• Over deze opdracht: Schrijf het paginafragment over het hoger beroep in de WIA-zaak verder, aansluitend op de laatste zin ervan.

• Paginafragment:
++++++++++++++++++++
Appellante heeft in hoger beroep het volgende aangevoerd. Zij blijft zich primair op het standpunt stellen dat zij geen duurzame benutbare mogelijkheden heeft. Subsidiair blijft appellante zich op het standpunt stellen dat zij fors meer beperkt is dan in de FML is vastgesteld. Ook blijft appellante zich op het standpunt stellen dat zij de geduide functies niet kan verrichten.
3.2.
Het Uwv heeft bevestiging van de aangevallen uitspraak bepleit.
4. De Raad komt tot de volgende beoordeling.
4.1.
Van gedeeltelijke arbeidsongeschiktheid van een verzekerde is op grond van artikel 5 van de Wet WIA sprake als hij als rechtstreeks en objectief medisch vast te stellen gevolg van onder meer ziekte of gebrek slechts in staat is met arbeid ten hoogste 65% te verdienen van het maatmaninkomen per uur, maar niet volledig en duurzaam arbeidsongeschikt is. Op grond van artikel 6, eerste lid, van de Wet WIA wordt de beoordeling van de arbeidsongeschiktheid gebaseerd op een verzekeringsgeneeskundig en een arbeidskundig onderzoek.
++++++++++++++++++++
• Aangeleverde gegevens:

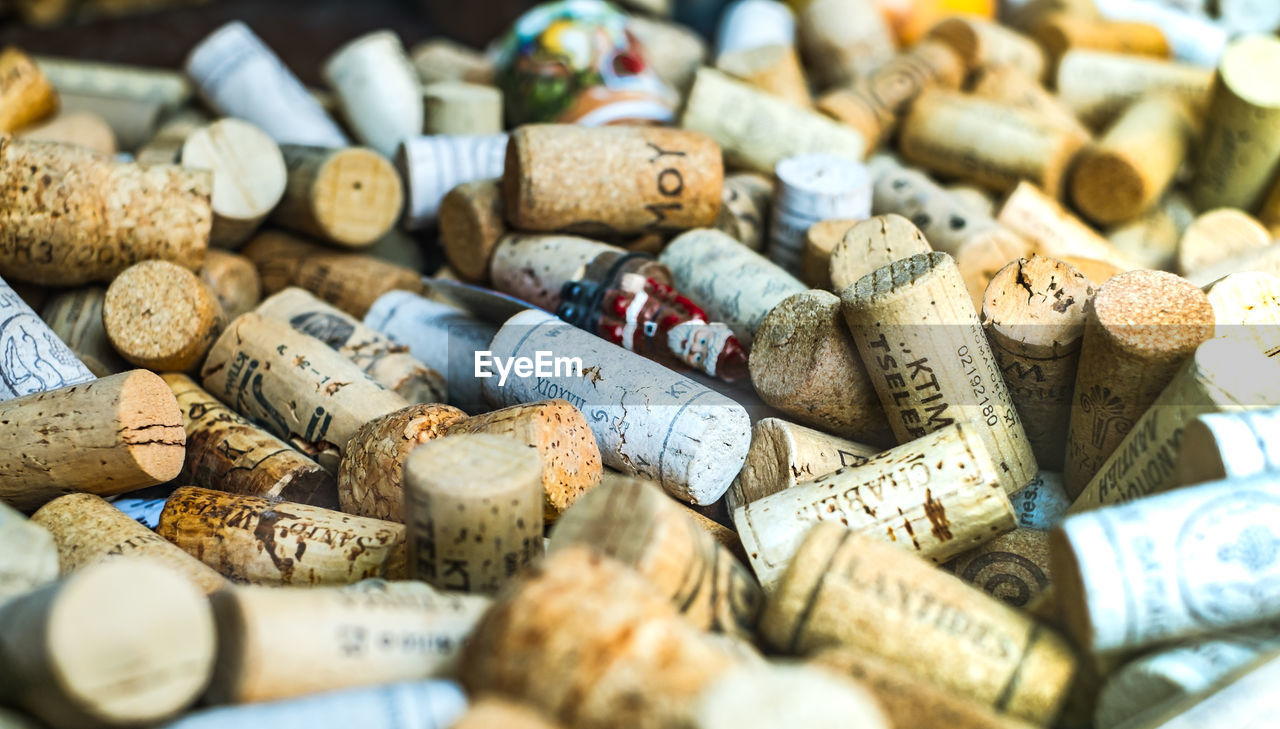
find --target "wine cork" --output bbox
[760,523,1075,724]
[404,434,543,593]
[0,139,212,285]
[841,252,1036,494]
[749,290,893,444]
[1062,271,1213,498]
[183,20,348,147]
[680,68,868,174]
[0,560,215,728]
[164,373,338,508]
[156,486,406,586]
[31,494,228,593]
[982,256,1094,471]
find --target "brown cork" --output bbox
[0,370,187,510]
[982,256,1094,471]
[102,261,227,372]
[502,124,724,235]
[156,486,406,584]
[1062,271,1213,499]
[760,523,1075,724]
[0,138,212,285]
[338,404,467,522]
[31,494,228,593]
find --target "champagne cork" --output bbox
[484,308,750,505]
[502,124,723,234]
[0,139,212,285]
[271,145,404,248]
[183,20,348,147]
[548,478,764,631]
[749,290,893,444]
[1062,271,1213,498]
[0,560,215,729]
[982,256,1094,471]
[760,523,1075,724]
[31,494,228,593]
[680,68,868,174]
[156,486,406,586]
[164,373,338,508]
[102,261,227,372]
[841,252,1036,494]
[0,370,186,510]
[404,434,543,593]
[209,582,489,703]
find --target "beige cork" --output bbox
[749,290,893,444]
[102,261,227,372]
[760,523,1075,724]
[0,137,212,285]
[0,560,215,728]
[156,486,406,586]
[448,400,604,523]
[163,373,338,506]
[404,434,544,593]
[1062,271,1213,499]
[502,124,724,234]
[0,370,186,510]
[31,494,228,593]
[841,252,1036,494]
[982,256,1094,471]
[271,145,404,248]
[338,404,467,522]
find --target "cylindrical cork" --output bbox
[404,434,544,593]
[502,124,723,235]
[338,404,467,522]
[164,373,338,508]
[102,261,227,372]
[680,67,869,175]
[733,423,1016,592]
[760,523,1075,724]
[156,486,406,584]
[749,290,893,445]
[209,582,489,703]
[841,252,1036,494]
[982,256,1094,471]
[31,494,228,593]
[448,400,604,523]
[0,560,215,729]
[1062,271,1213,499]
[0,370,187,510]
[0,138,212,285]
[548,478,764,631]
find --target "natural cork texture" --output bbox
[502,124,724,235]
[0,370,187,510]
[760,523,1075,724]
[982,256,1094,471]
[102,261,227,372]
[733,425,1016,590]
[0,137,212,286]
[156,486,406,584]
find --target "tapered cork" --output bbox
[1062,271,1213,498]
[31,494,228,593]
[982,256,1094,471]
[164,373,338,508]
[0,560,215,728]
[404,434,544,593]
[0,138,212,285]
[156,486,406,586]
[733,425,1016,592]
[841,252,1036,494]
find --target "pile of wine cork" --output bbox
[0,0,1280,729]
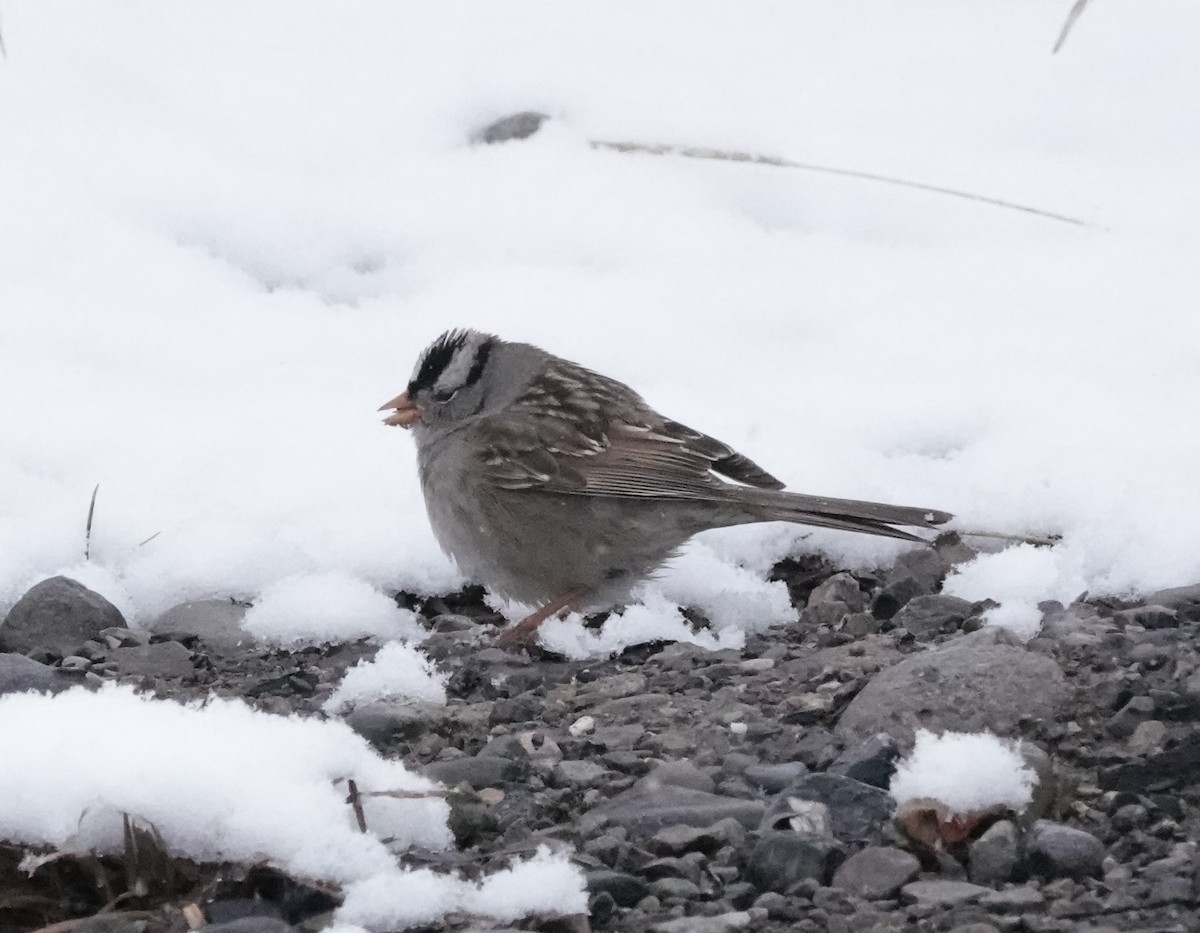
++++++++++++++++++++
• Antwoordvak:
4.2.
In geschil is de vraag of de rechtbank op goede gronden heeft geoordeeld dat het Uwv de mate van arbeidsongeschiktheid van appellante in de zin van de Wet WIA terecht met ingang van 14 oktober 2016 heeft vastgesteld op 60,32%.
4.3.
Wat appellante in hoger beroep heeft aangevoerd, is een herhaling van de gronden die zij in beroep tegen de medische onderbouwing van het bestreden besluit heeft aangevoerd. Deze gronden zijn in de aangevallen uitspraak door de rechtbank in de overwegingen 7 tot en met 10 van de aangevallen uitspraak, zoals verkort weergegeven onder 2 van deze uitspraak, uitvoerig en gemotiveerd besproken. Het oordeel van de rechtbank dat terecht benutbare mogelijkheden zijn aangenomen en dat de beperkingen van appellante juist zijn vastgesteld, en de overwegingen die tot dit oordeel hebben geleid, worden geheel onderschreven.
Daaraan wordt toegevoegd dat appellante in hoger beroep geen nieuwe medische stukken heeft overgelegd, die aanleiding geven voor twijfel aan het oordeel van de rechtbank.
4.4.
De rechtbank wordt ook gevolgd in haar oordeel dat het Uwv voldoende heeft gemotiveerd dat, uitgaande van de juistheid van de FML, de geselecteerde functies in medisch opzicht geschikt zijn voor appellante.
4.5.
Hieruit volgt dat de vraag uit 4.2 bevestigend wordt beantwoord en dat het hoger beroep niet slaagt. De aangevallen uitspraak zal worden bevestigd.
5. Voor een veroordeling in de proceskosten bestaat geen aanleiding.

BESLISSING

De Centrale Raad van Beroep bevestigt de aangevallen uitspraak.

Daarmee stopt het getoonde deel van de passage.